Among the many things they appreciate from their time in 4-H, are the great mentors they had the opportunity to learn from. Ken remembers fondly his Ag Rep Henry Stanley, as well as his neighbour and leader Jeff Nurse whom he later co-led with. Marie was able to learn through her mother and also Sharon Hart during her time in homemaking clubs.

Now, they are mentoring today’s 4-H members including Noah and Olivia Lichti who have participated in clubs lead by the McNabbs.

“Ken and Marie are very passionate about 4-H,” says Noah. “Ken has helped me a lot with judging and showing my dairy heifer.”

“They are very knowledgeable in what they do and their enthusiasm is contagious,” adds Olivia.

Both came from 4-H families and have decided to continue their 4-H careers as volunteers and leaders after their time as members.

“I think as a volunteer I’ve always enjoyed working with the younger kids and I’m trying to pass on some of the knowledge and skills that I learned through 4-H,” says Ken.

“My reward in volunteering is seeing a child develop, grow, take chances and want to try something new; watching the quiet person coming out of their shell from the beginning of a club to the end of the club,” adds Marie. “Many times I have heard it said that 4-H develops life-long friends. We try to enhance that.”

Another youth, Philip Cressman, has been a dairy member for three years and has shown a calf from the McNabb’s farm each year.

“They are helpful and give me lots of tips on how to prepare and show my calf at the Elora show and the New Hamburg Fair,” he says. “Ken and Marie are very passionate about 4-H. I look forward to going to 4-H meetings and learning about calves. They have welcomed me into the 4-H world with open arms.”

Mentoring and leading just seems to run in the family as each of their oldest and youngest sons, Colin and Liam began volunteering while only 18 and still members themselves.

Marie sees so many ways youth can benefit through the 4-H program. She lists judging, communication, public speaking, leadership, teamwork financial management and cooking—to name a few of the skills youth will develop.

“There is a certain amount of competition in 4-H. It doesn’t matter where young people will go in life they will compete; whether it’s for a job, a spot in a program at university or college or an apprenticeship,” says Ken. “The skills that members learn when judging in our clubs are teaching them to make decisions and by giving reasons they learn to defend their decision.”

Quilts for Humboldt

Stormont Stitchers use hands to help community

By Ryan Métivier

Decorative, colourful, warm—a quilt can have many adjectives and uses. For the families and survivors of the Humboldt Broncos bus crash in April, they could use some comfort in the aftermath of the incident.

When a Saskatchewan fabric shop, Haus of Stiches, put out the word they were looking for fabric and quilts to send to help out—the response was incredible. Not only did materials start flowing in from all around the world, but 4-H’ers were also quick to step up.

Kenda Teplate and Fred Stewart run the Stormont Stitchers Club and heard about the call for quilts. The club has been running for four years and with nine members this year ranging in age from nine to 18, they knew they would be able to lend a hand.

“I thought what a great opportunity for our girls to give back something that they love to do,” says Teplate. “They were thrilled, even though their beloved squares that they worked hours upon hours on were being given away it did not matter—as in true 4-H fashion the girls recited the pledge and used their hands to give back to the community and country.”

....

Return the stretch of the 4-H article from "Mentoring and leading" through "still members themselves.", copied word for word. The items that come next bear no relation to the 4-H article.

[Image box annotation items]
....

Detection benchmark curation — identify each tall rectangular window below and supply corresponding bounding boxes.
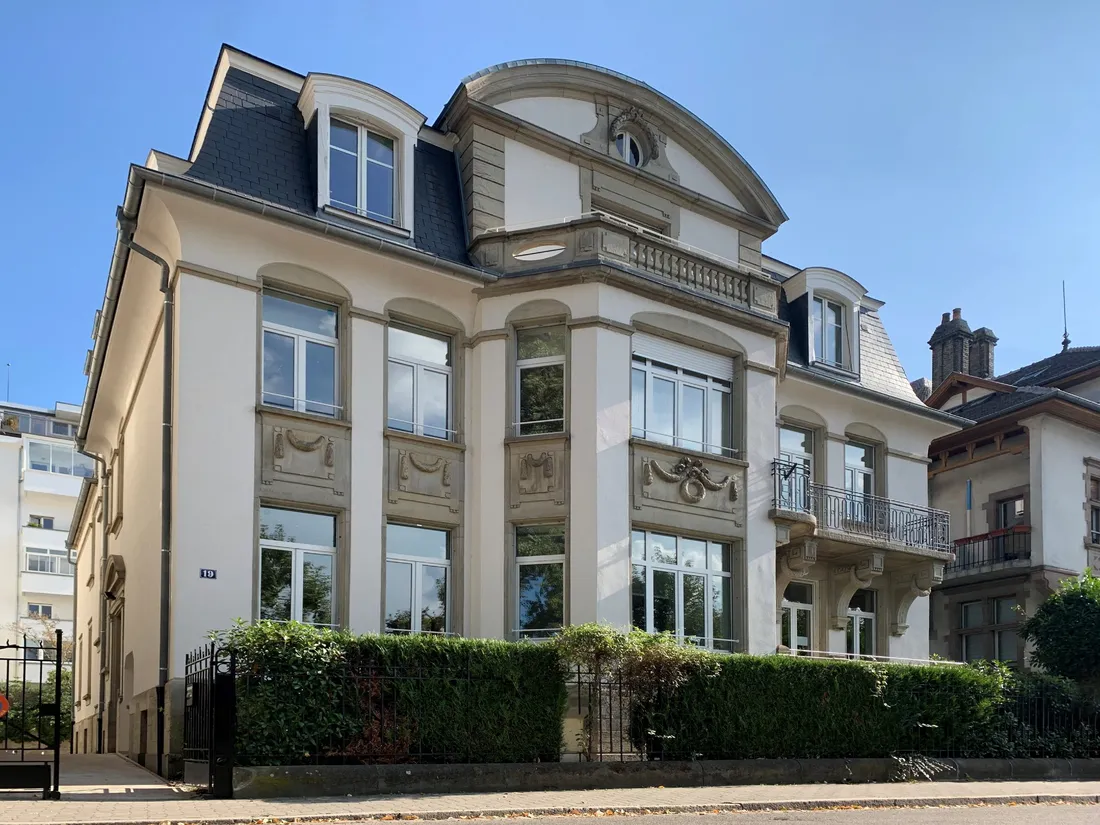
[1089,477,1100,545]
[263,293,340,417]
[259,507,337,627]
[516,327,569,436]
[630,530,738,652]
[814,298,846,366]
[24,547,73,575]
[386,524,451,634]
[844,441,875,523]
[386,326,454,439]
[329,118,397,223]
[630,354,737,455]
[516,525,565,638]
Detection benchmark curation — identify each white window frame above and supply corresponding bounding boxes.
[845,591,879,659]
[382,521,454,636]
[513,323,569,436]
[779,581,817,653]
[386,323,457,441]
[810,295,853,370]
[26,514,55,530]
[326,114,402,227]
[23,547,76,575]
[255,532,340,630]
[512,521,569,639]
[630,527,740,652]
[630,353,740,457]
[260,289,343,418]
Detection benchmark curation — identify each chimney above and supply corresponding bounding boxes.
[928,307,972,389]
[970,327,997,378]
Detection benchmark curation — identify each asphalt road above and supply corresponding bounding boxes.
[510,804,1100,825]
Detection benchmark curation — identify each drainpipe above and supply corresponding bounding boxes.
[95,455,111,754]
[117,207,176,777]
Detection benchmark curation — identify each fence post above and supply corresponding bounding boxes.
[210,651,237,800]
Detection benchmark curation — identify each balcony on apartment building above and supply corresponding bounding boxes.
[772,460,952,559]
[473,211,779,318]
[944,525,1031,579]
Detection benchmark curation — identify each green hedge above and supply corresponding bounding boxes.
[634,656,1001,759]
[221,623,567,765]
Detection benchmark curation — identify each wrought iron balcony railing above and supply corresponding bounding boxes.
[944,525,1031,575]
[772,461,952,552]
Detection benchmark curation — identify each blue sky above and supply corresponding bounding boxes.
[0,0,1100,406]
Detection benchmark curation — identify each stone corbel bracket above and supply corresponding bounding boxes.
[829,551,886,630]
[776,539,817,620]
[890,561,944,636]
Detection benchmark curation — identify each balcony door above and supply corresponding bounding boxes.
[844,441,875,526]
[778,425,814,513]
[846,589,876,659]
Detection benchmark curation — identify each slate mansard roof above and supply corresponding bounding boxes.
[185,67,470,265]
[950,347,1100,421]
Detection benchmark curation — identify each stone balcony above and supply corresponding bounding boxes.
[471,212,779,318]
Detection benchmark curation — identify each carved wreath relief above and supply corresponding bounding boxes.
[397,450,451,498]
[272,427,337,479]
[641,457,737,504]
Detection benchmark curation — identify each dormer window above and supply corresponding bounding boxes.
[298,74,425,238]
[813,297,851,367]
[615,131,642,167]
[329,118,395,224]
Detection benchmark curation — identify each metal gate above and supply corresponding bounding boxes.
[184,642,237,800]
[0,630,62,800]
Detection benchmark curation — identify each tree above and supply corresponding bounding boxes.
[1020,570,1100,689]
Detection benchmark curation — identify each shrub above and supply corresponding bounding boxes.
[220,623,565,765]
[1021,570,1100,690]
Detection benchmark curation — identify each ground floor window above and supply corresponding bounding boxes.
[846,589,878,659]
[779,582,814,652]
[630,530,737,651]
[515,525,565,639]
[257,507,337,627]
[386,524,451,634]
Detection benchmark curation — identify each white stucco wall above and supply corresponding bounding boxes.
[169,272,259,678]
[1021,415,1100,573]
[504,138,581,227]
[679,209,739,262]
[664,139,744,210]
[496,97,596,141]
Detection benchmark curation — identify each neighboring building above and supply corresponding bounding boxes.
[0,402,88,678]
[927,309,1100,662]
[66,47,963,771]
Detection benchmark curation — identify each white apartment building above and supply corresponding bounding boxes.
[70,47,965,772]
[0,403,95,658]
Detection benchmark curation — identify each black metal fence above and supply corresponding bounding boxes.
[183,642,237,799]
[0,630,62,800]
[772,461,952,551]
[944,527,1031,574]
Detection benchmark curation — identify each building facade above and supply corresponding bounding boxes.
[927,309,1100,664]
[0,403,88,678]
[66,48,961,770]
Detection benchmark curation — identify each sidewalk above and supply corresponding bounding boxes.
[0,778,1100,825]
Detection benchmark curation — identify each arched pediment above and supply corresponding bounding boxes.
[437,59,787,227]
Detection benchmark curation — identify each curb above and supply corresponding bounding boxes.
[6,793,1100,825]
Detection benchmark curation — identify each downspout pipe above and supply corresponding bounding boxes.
[118,214,176,777]
[95,466,111,754]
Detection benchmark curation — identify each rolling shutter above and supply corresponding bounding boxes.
[630,332,734,381]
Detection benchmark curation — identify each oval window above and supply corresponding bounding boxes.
[512,243,565,261]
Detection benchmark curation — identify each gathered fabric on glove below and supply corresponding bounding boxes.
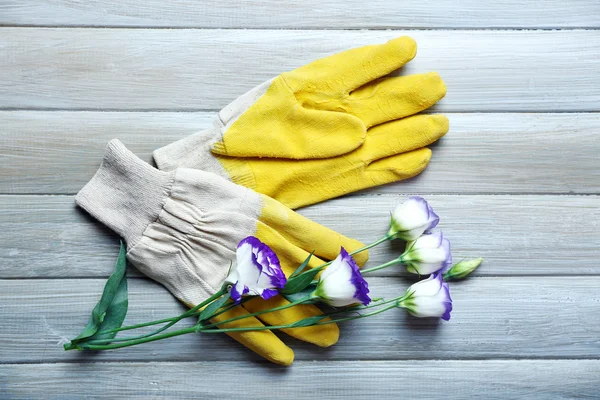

....

◆ **THE RESPONSE**
Mentoring and leading just seems to run in the family as each of their oldest and youngest sons, Colin and Liam began volunteering while only 18 and still members themselves.